### TASK:
Transcribe word for word the lines below from the line with "catcher's mitt?" through the line with "concrete step?", ends included.

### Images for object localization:
.....
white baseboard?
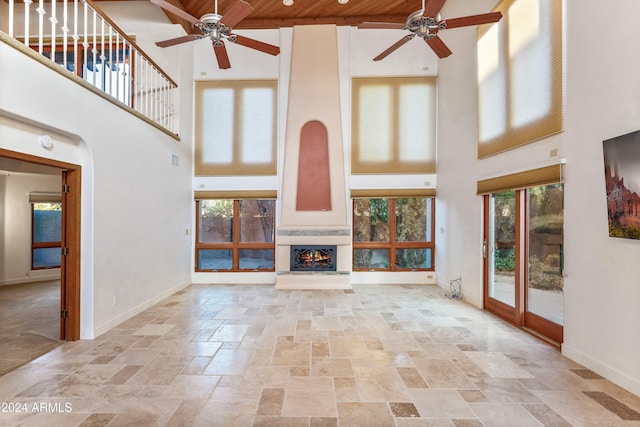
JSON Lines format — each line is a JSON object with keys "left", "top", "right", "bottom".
{"left": 91, "top": 281, "right": 191, "bottom": 339}
{"left": 0, "top": 273, "right": 60, "bottom": 286}
{"left": 562, "top": 343, "right": 640, "bottom": 397}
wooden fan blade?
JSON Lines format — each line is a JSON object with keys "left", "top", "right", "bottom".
{"left": 150, "top": 0, "right": 201, "bottom": 25}
{"left": 423, "top": 0, "right": 447, "bottom": 18}
{"left": 219, "top": 0, "right": 254, "bottom": 28}
{"left": 358, "top": 22, "right": 405, "bottom": 30}
{"left": 213, "top": 41, "right": 231, "bottom": 69}
{"left": 156, "top": 34, "right": 202, "bottom": 48}
{"left": 425, "top": 35, "right": 452, "bottom": 58}
{"left": 230, "top": 34, "right": 280, "bottom": 56}
{"left": 373, "top": 35, "right": 415, "bottom": 61}
{"left": 443, "top": 12, "right": 502, "bottom": 29}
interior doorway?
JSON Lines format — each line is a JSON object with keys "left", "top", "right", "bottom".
{"left": 0, "top": 148, "right": 81, "bottom": 341}
{"left": 483, "top": 184, "right": 564, "bottom": 346}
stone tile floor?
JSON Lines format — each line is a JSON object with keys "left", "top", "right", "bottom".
{"left": 0, "top": 281, "right": 61, "bottom": 376}
{"left": 1, "top": 283, "right": 639, "bottom": 426}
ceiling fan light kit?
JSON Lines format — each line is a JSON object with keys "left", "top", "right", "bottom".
{"left": 152, "top": 0, "right": 281, "bottom": 69}
{"left": 358, "top": 0, "right": 502, "bottom": 61}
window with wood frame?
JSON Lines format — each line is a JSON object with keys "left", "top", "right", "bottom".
{"left": 477, "top": 0, "right": 563, "bottom": 158}
{"left": 352, "top": 197, "right": 435, "bottom": 271}
{"left": 351, "top": 77, "right": 437, "bottom": 174}
{"left": 32, "top": 202, "right": 62, "bottom": 270}
{"left": 195, "top": 199, "right": 276, "bottom": 272}
{"left": 195, "top": 80, "right": 278, "bottom": 176}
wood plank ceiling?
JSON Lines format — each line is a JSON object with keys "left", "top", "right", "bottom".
{"left": 111, "top": 0, "right": 424, "bottom": 33}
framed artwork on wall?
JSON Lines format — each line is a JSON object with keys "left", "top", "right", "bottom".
{"left": 603, "top": 130, "right": 640, "bottom": 239}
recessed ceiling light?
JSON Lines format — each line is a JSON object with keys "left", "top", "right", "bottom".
{"left": 338, "top": 0, "right": 349, "bottom": 4}
{"left": 283, "top": 0, "right": 293, "bottom": 5}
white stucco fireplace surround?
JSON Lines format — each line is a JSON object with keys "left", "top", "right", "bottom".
{"left": 275, "top": 25, "right": 351, "bottom": 290}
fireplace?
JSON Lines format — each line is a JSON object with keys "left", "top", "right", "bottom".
{"left": 290, "top": 245, "right": 337, "bottom": 272}
{"left": 275, "top": 26, "right": 351, "bottom": 289}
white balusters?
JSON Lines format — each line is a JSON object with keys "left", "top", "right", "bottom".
{"left": 4, "top": 0, "right": 178, "bottom": 133}
{"left": 8, "top": 0, "right": 15, "bottom": 37}
{"left": 24, "top": 0, "right": 32, "bottom": 48}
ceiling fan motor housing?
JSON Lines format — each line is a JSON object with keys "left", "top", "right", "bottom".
{"left": 406, "top": 9, "right": 443, "bottom": 38}
{"left": 198, "top": 13, "right": 228, "bottom": 32}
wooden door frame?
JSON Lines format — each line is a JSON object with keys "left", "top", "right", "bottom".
{"left": 483, "top": 191, "right": 563, "bottom": 347}
{"left": 482, "top": 192, "right": 522, "bottom": 326}
{"left": 0, "top": 148, "right": 81, "bottom": 340}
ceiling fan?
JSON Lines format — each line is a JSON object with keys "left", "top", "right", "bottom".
{"left": 359, "top": 0, "right": 502, "bottom": 60}
{"left": 151, "top": 0, "right": 280, "bottom": 69}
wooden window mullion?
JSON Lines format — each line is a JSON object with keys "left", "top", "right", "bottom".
{"left": 233, "top": 200, "right": 240, "bottom": 270}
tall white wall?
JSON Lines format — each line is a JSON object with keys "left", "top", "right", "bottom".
{"left": 437, "top": 0, "right": 640, "bottom": 396}
{"left": 0, "top": 172, "right": 61, "bottom": 285}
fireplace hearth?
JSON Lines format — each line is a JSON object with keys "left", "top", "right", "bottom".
{"left": 290, "top": 245, "right": 337, "bottom": 272}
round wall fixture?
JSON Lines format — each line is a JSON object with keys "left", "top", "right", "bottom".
{"left": 38, "top": 134, "right": 53, "bottom": 150}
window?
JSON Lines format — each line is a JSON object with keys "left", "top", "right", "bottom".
{"left": 195, "top": 199, "right": 276, "bottom": 271}
{"left": 34, "top": 42, "right": 133, "bottom": 104}
{"left": 195, "top": 80, "right": 278, "bottom": 176}
{"left": 351, "top": 77, "right": 437, "bottom": 174}
{"left": 32, "top": 202, "right": 62, "bottom": 270}
{"left": 477, "top": 0, "right": 563, "bottom": 157}
{"left": 352, "top": 197, "right": 435, "bottom": 271}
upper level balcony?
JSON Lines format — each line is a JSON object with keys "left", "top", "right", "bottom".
{"left": 1, "top": 0, "right": 178, "bottom": 136}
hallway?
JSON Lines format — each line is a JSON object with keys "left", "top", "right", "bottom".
{"left": 1, "top": 283, "right": 639, "bottom": 426}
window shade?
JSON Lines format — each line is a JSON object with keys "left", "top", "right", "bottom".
{"left": 194, "top": 190, "right": 277, "bottom": 200}
{"left": 195, "top": 80, "right": 277, "bottom": 176}
{"left": 477, "top": 0, "right": 563, "bottom": 158}
{"left": 351, "top": 189, "right": 436, "bottom": 198}
{"left": 29, "top": 192, "right": 61, "bottom": 203}
{"left": 352, "top": 77, "right": 437, "bottom": 174}
{"left": 477, "top": 164, "right": 562, "bottom": 195}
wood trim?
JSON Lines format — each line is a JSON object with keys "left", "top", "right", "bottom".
{"left": 0, "top": 149, "right": 81, "bottom": 341}
{"left": 515, "top": 190, "right": 525, "bottom": 326}
{"left": 234, "top": 15, "right": 411, "bottom": 30}
{"left": 194, "top": 199, "right": 276, "bottom": 272}
{"left": 482, "top": 191, "right": 564, "bottom": 346}
{"left": 482, "top": 192, "right": 518, "bottom": 325}
{"left": 62, "top": 168, "right": 81, "bottom": 340}
{"left": 352, "top": 197, "right": 435, "bottom": 271}
{"left": 524, "top": 311, "right": 563, "bottom": 345}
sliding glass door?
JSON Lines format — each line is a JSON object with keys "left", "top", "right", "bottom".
{"left": 483, "top": 184, "right": 564, "bottom": 345}
{"left": 487, "top": 191, "right": 517, "bottom": 308}
{"left": 525, "top": 184, "right": 564, "bottom": 342}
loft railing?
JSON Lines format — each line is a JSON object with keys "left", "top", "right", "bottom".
{"left": 5, "top": 0, "right": 177, "bottom": 134}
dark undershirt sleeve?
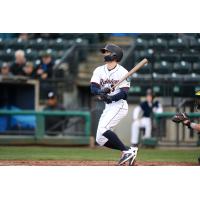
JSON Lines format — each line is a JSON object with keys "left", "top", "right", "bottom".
{"left": 111, "top": 87, "right": 129, "bottom": 101}
{"left": 90, "top": 82, "right": 101, "bottom": 95}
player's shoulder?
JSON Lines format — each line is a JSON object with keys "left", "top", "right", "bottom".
{"left": 118, "top": 64, "right": 128, "bottom": 73}
{"left": 93, "top": 65, "right": 106, "bottom": 73}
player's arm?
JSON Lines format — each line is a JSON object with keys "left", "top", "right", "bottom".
{"left": 90, "top": 82, "right": 111, "bottom": 95}
{"left": 90, "top": 68, "right": 111, "bottom": 96}
{"left": 99, "top": 87, "right": 129, "bottom": 104}
{"left": 183, "top": 120, "right": 200, "bottom": 132}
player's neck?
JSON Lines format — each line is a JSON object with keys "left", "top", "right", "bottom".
{"left": 106, "top": 62, "right": 118, "bottom": 71}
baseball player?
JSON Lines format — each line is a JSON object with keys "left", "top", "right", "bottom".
{"left": 90, "top": 43, "right": 138, "bottom": 165}
{"left": 131, "top": 89, "right": 163, "bottom": 146}
{"left": 172, "top": 112, "right": 200, "bottom": 164}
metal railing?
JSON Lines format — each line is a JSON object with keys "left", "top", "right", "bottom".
{"left": 154, "top": 112, "right": 200, "bottom": 146}
{"left": 0, "top": 110, "right": 91, "bottom": 145}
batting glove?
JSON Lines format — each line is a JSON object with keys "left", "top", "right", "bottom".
{"left": 100, "top": 94, "right": 112, "bottom": 104}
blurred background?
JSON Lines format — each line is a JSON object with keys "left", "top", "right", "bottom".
{"left": 0, "top": 33, "right": 200, "bottom": 147}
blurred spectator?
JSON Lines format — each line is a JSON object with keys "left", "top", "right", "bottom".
{"left": 131, "top": 89, "right": 163, "bottom": 146}
{"left": 35, "top": 51, "right": 54, "bottom": 80}
{"left": 10, "top": 50, "right": 26, "bottom": 75}
{"left": 43, "top": 91, "right": 67, "bottom": 134}
{"left": 22, "top": 62, "right": 35, "bottom": 78}
{"left": 18, "top": 33, "right": 29, "bottom": 41}
{"left": 0, "top": 62, "right": 13, "bottom": 79}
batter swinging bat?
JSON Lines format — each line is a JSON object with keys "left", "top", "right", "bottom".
{"left": 112, "top": 58, "right": 148, "bottom": 89}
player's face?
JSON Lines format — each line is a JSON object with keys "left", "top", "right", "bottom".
{"left": 47, "top": 98, "right": 57, "bottom": 106}
{"left": 146, "top": 94, "right": 153, "bottom": 102}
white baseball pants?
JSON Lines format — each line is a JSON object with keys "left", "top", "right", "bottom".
{"left": 96, "top": 99, "right": 128, "bottom": 146}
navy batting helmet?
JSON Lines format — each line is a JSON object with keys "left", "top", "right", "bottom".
{"left": 100, "top": 43, "right": 123, "bottom": 62}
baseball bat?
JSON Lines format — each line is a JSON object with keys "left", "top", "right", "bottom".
{"left": 112, "top": 58, "right": 148, "bottom": 89}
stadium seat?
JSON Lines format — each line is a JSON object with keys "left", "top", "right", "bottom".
{"left": 27, "top": 39, "right": 48, "bottom": 50}
{"left": 128, "top": 85, "right": 149, "bottom": 96}
{"left": 137, "top": 33, "right": 155, "bottom": 40}
{"left": 154, "top": 61, "right": 172, "bottom": 74}
{"left": 148, "top": 38, "right": 167, "bottom": 51}
{"left": 0, "top": 38, "right": 6, "bottom": 50}
{"left": 5, "top": 39, "right": 27, "bottom": 50}
{"left": 193, "top": 62, "right": 200, "bottom": 74}
{"left": 136, "top": 62, "right": 152, "bottom": 74}
{"left": 173, "top": 85, "right": 194, "bottom": 97}
{"left": 157, "top": 49, "right": 180, "bottom": 62}
{"left": 184, "top": 73, "right": 200, "bottom": 81}
{"left": 173, "top": 61, "right": 192, "bottom": 74}
{"left": 134, "top": 38, "right": 147, "bottom": 50}
{"left": 189, "top": 38, "right": 200, "bottom": 51}
{"left": 154, "top": 33, "right": 177, "bottom": 40}
{"left": 181, "top": 51, "right": 199, "bottom": 62}
{"left": 134, "top": 49, "right": 155, "bottom": 63}
{"left": 0, "top": 49, "right": 14, "bottom": 62}
{"left": 25, "top": 49, "right": 38, "bottom": 61}
{"left": 48, "top": 39, "right": 66, "bottom": 50}
{"left": 168, "top": 38, "right": 189, "bottom": 51}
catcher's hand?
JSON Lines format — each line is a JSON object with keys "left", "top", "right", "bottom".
{"left": 171, "top": 112, "right": 190, "bottom": 124}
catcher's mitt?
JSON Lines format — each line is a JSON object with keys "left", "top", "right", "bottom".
{"left": 171, "top": 112, "right": 189, "bottom": 123}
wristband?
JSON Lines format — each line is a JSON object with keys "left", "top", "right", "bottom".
{"left": 190, "top": 122, "right": 196, "bottom": 129}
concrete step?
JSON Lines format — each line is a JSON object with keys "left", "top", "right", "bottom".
{"left": 107, "top": 36, "right": 134, "bottom": 45}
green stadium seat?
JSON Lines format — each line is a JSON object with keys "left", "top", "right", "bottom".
{"left": 148, "top": 38, "right": 167, "bottom": 51}
{"left": 0, "top": 49, "right": 14, "bottom": 62}
{"left": 189, "top": 38, "right": 200, "bottom": 51}
{"left": 193, "top": 62, "right": 200, "bottom": 74}
{"left": 181, "top": 50, "right": 199, "bottom": 62}
{"left": 137, "top": 33, "right": 155, "bottom": 40}
{"left": 173, "top": 61, "right": 192, "bottom": 74}
{"left": 134, "top": 38, "right": 147, "bottom": 50}
{"left": 48, "top": 39, "right": 66, "bottom": 50}
{"left": 168, "top": 38, "right": 189, "bottom": 51}
{"left": 173, "top": 85, "right": 194, "bottom": 97}
{"left": 157, "top": 49, "right": 180, "bottom": 62}
{"left": 25, "top": 49, "right": 38, "bottom": 61}
{"left": 6, "top": 39, "right": 27, "bottom": 50}
{"left": 27, "top": 39, "right": 48, "bottom": 50}
{"left": 136, "top": 60, "right": 152, "bottom": 74}
{"left": 154, "top": 33, "right": 177, "bottom": 40}
{"left": 128, "top": 85, "right": 148, "bottom": 96}
{"left": 135, "top": 49, "right": 155, "bottom": 63}
{"left": 154, "top": 61, "right": 172, "bottom": 74}
{"left": 0, "top": 38, "right": 6, "bottom": 50}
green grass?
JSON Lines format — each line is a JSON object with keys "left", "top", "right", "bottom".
{"left": 0, "top": 146, "right": 199, "bottom": 163}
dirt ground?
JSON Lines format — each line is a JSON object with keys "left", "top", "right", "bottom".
{"left": 0, "top": 160, "right": 198, "bottom": 166}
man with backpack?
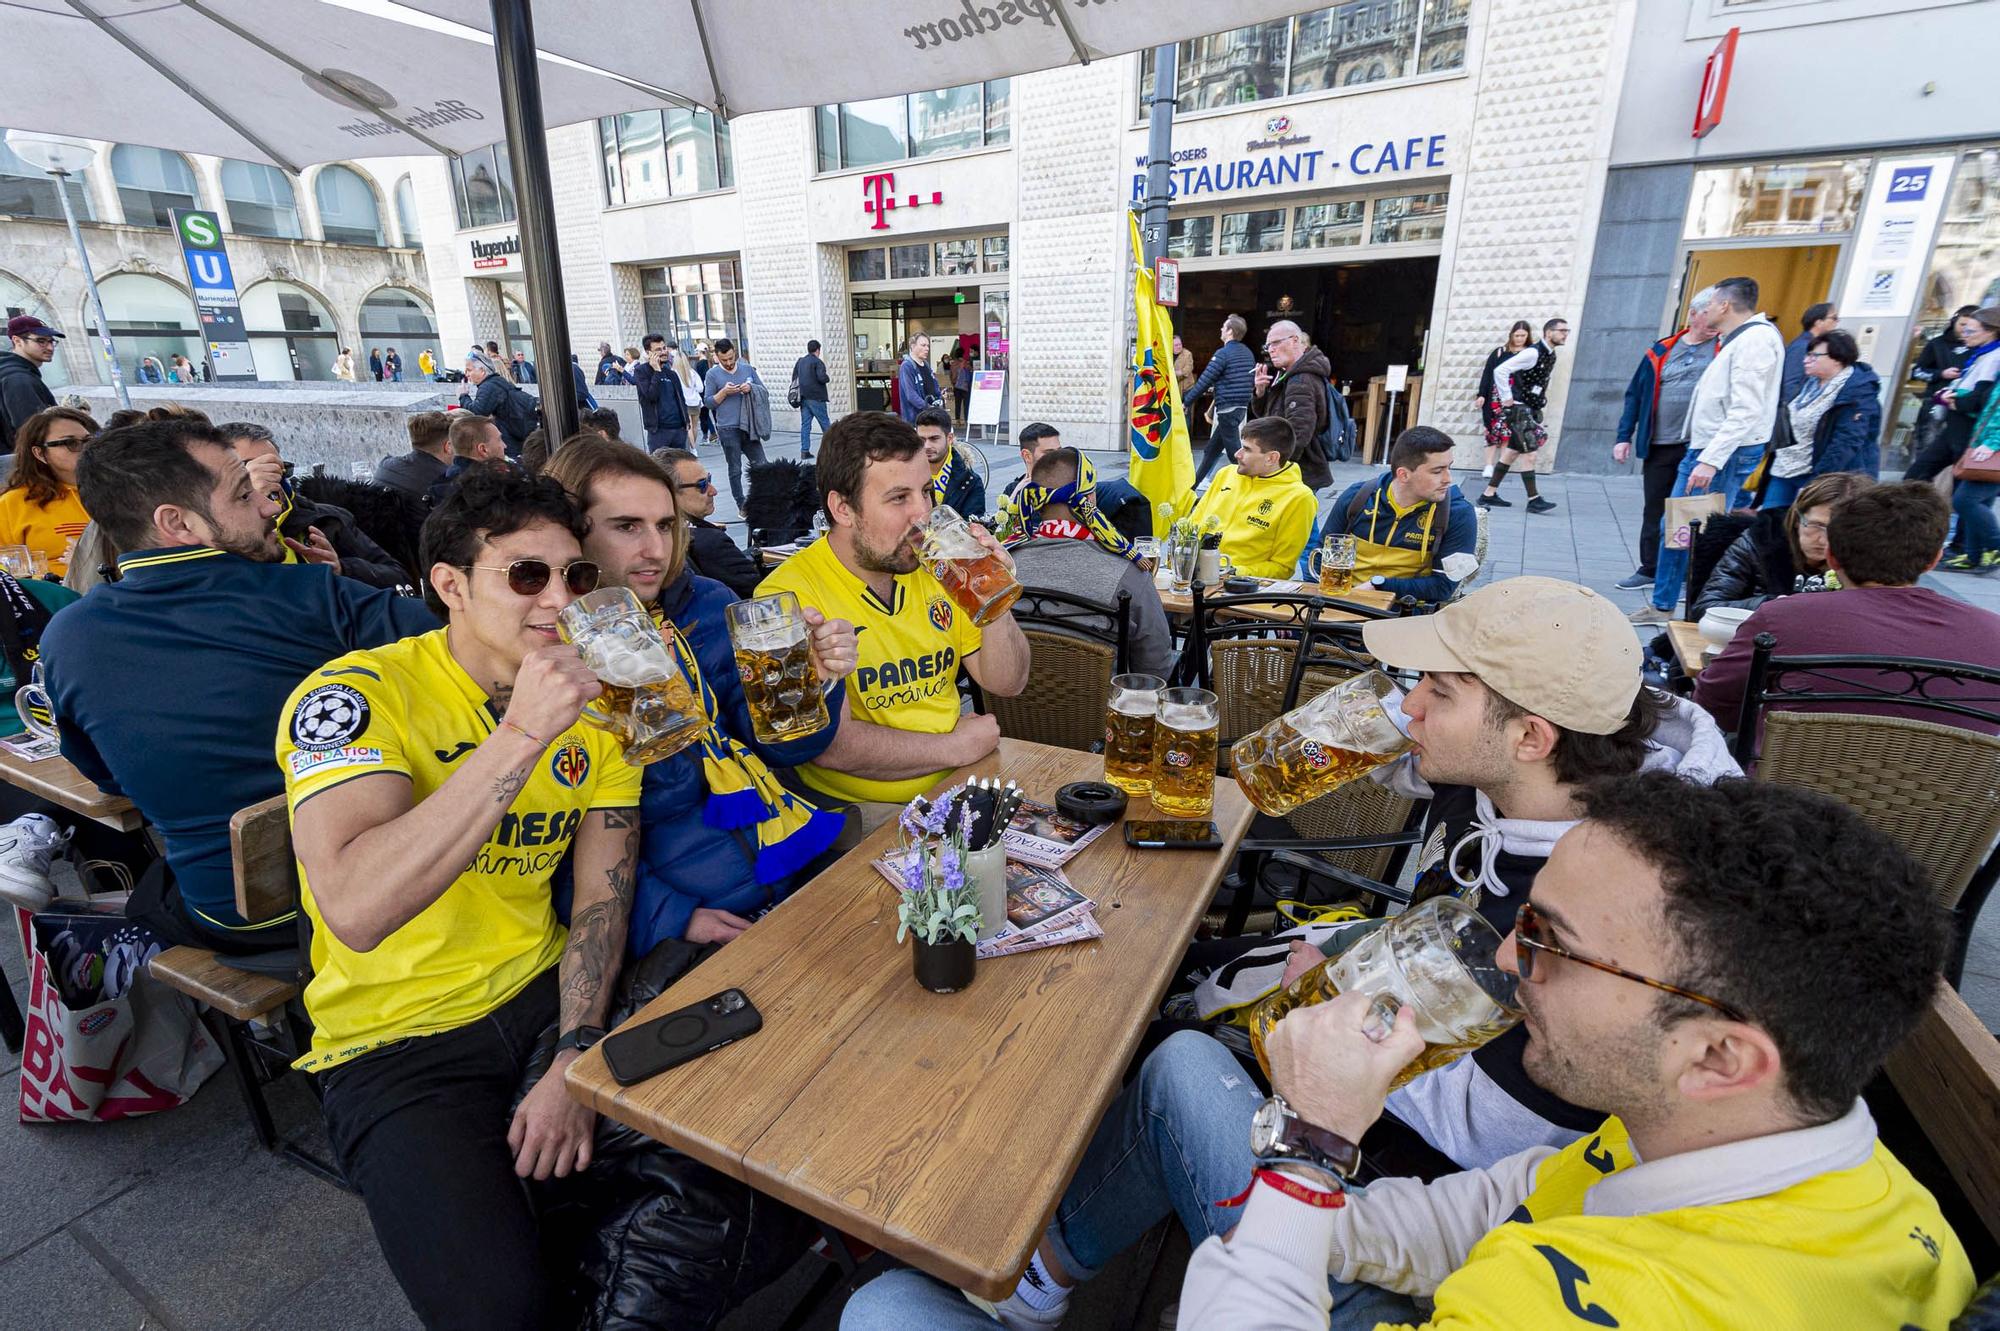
.....
### RESPONSE TO THE EXERCISE:
catcher's mitt?
JSON Lines format — each line is a JSON object with keys "left", "top", "right", "bottom".
{"left": 171, "top": 112, "right": 189, "bottom": 123}
wristband?
JSON Lines format — each line is a JSON object with keys "left", "top", "right", "bottom".
{"left": 190, "top": 122, "right": 196, "bottom": 129}
concrete step?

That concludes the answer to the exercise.